DATA SHOWN
* * * *

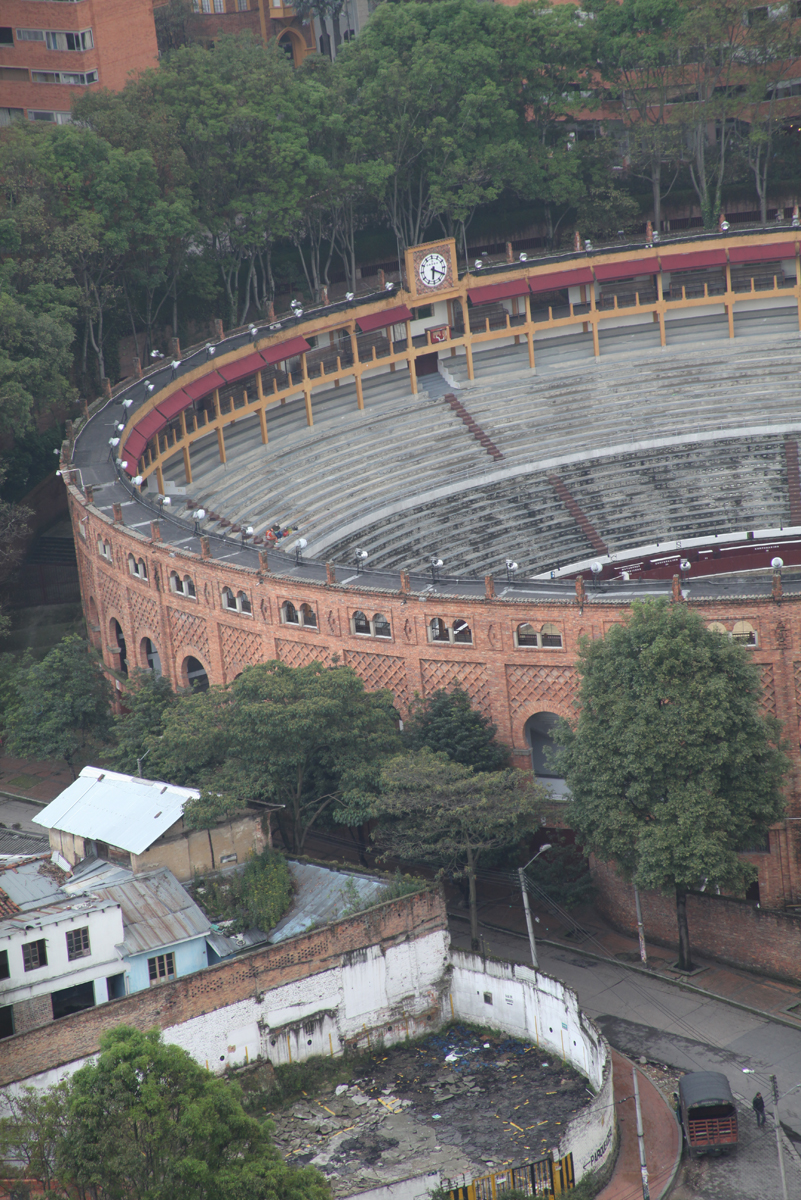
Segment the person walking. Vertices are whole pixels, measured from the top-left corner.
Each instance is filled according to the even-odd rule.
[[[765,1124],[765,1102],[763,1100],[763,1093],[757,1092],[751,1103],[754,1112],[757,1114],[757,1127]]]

* * * *

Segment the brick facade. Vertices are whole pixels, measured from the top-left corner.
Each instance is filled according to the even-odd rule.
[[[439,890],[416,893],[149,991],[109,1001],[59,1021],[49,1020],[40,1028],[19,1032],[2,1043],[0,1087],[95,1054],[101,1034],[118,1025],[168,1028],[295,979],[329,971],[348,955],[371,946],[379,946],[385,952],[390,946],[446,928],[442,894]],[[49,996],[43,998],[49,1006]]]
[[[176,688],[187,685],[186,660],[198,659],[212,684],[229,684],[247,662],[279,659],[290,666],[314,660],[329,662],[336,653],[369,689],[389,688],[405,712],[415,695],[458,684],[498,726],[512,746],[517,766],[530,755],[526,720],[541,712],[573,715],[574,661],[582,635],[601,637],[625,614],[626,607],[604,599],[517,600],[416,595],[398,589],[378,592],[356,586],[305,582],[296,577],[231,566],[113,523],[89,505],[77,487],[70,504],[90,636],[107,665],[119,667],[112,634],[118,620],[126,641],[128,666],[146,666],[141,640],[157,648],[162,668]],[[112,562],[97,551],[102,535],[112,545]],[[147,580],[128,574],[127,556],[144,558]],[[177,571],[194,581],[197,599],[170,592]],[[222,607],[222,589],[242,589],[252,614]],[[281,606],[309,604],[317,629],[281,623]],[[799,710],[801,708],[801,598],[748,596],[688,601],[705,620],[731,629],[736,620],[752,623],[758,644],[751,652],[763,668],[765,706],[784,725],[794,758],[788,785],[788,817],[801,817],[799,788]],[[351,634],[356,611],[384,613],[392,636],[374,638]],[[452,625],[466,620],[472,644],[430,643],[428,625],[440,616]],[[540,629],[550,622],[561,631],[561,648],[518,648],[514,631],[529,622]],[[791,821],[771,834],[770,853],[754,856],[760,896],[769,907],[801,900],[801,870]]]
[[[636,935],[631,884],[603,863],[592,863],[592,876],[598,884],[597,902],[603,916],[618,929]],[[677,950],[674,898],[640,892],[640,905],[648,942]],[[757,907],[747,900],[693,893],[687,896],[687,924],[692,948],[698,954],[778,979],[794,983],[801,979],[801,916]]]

* * * *

TASK DETAILS
Gather every line of the data above that contains the word "corner", and copy each one in full.

FULL ANSWER
Segment the person walking. Vertices are whole pixels, measured from the top-left corner.
Segment the brick facade. Vertices are whole pixels, measured from the top-left corner.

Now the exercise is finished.